EXERCISE DESCRIPTION: Beginning with the line where "Shot-chart prep: mark the black" appears, repeat every remaining line of the entries exactly, the last line included.

+++ DATA FOR REVIEW +++

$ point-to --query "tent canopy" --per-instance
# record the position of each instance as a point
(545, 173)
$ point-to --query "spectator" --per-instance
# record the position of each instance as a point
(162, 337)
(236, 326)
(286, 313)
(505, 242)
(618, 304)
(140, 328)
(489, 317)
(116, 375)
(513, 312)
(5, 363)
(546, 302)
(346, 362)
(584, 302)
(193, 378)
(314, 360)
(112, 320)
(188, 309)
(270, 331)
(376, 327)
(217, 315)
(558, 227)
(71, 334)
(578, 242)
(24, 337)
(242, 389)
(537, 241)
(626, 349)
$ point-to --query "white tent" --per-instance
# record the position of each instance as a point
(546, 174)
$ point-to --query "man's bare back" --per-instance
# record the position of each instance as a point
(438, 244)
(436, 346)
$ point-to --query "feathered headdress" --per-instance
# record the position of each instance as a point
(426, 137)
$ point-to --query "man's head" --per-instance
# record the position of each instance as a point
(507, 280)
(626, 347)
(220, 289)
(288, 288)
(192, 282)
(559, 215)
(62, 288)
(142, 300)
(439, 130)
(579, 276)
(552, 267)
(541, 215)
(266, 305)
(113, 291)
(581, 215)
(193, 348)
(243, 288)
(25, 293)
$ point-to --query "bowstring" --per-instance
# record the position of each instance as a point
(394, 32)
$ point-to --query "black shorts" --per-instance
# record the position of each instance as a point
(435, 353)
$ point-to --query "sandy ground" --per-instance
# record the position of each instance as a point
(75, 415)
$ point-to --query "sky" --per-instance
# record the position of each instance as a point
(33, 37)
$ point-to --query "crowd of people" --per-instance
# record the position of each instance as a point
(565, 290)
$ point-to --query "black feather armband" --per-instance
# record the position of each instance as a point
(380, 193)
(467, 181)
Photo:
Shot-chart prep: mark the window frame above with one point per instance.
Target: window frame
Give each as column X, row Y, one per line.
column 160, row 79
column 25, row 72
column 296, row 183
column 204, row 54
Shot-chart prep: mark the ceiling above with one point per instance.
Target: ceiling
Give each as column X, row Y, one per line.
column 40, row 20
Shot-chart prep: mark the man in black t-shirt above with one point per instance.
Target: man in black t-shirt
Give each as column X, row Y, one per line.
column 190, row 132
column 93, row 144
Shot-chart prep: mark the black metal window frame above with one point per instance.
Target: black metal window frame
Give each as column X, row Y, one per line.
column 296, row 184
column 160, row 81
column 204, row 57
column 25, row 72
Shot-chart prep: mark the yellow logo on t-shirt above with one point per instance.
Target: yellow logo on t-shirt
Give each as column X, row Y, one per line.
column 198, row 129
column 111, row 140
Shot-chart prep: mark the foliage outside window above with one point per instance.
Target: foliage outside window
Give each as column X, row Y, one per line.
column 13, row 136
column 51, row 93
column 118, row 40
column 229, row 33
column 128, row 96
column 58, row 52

+++

YOUR RESPONSE:
Shot-chart prep: mark the black metal window frame above with one point per instance.
Target: black metal window frame
Give each as column X, row Y, one per line.
column 296, row 184
column 160, row 81
column 204, row 57
column 25, row 72
Shot-chart prep: mark the yellow logo on t-shirt above with one point per instance.
Target: yellow logo on t-shirt
Give each as column X, row Y, one per line.
column 198, row 129
column 111, row 140
Shot-chart prep: mark the foliage outside window above with one point per instance.
Target: foliage outside window
Give each as column X, row Y, one per line.
column 13, row 136
column 51, row 93
column 118, row 40
column 229, row 33
column 128, row 96
column 58, row 52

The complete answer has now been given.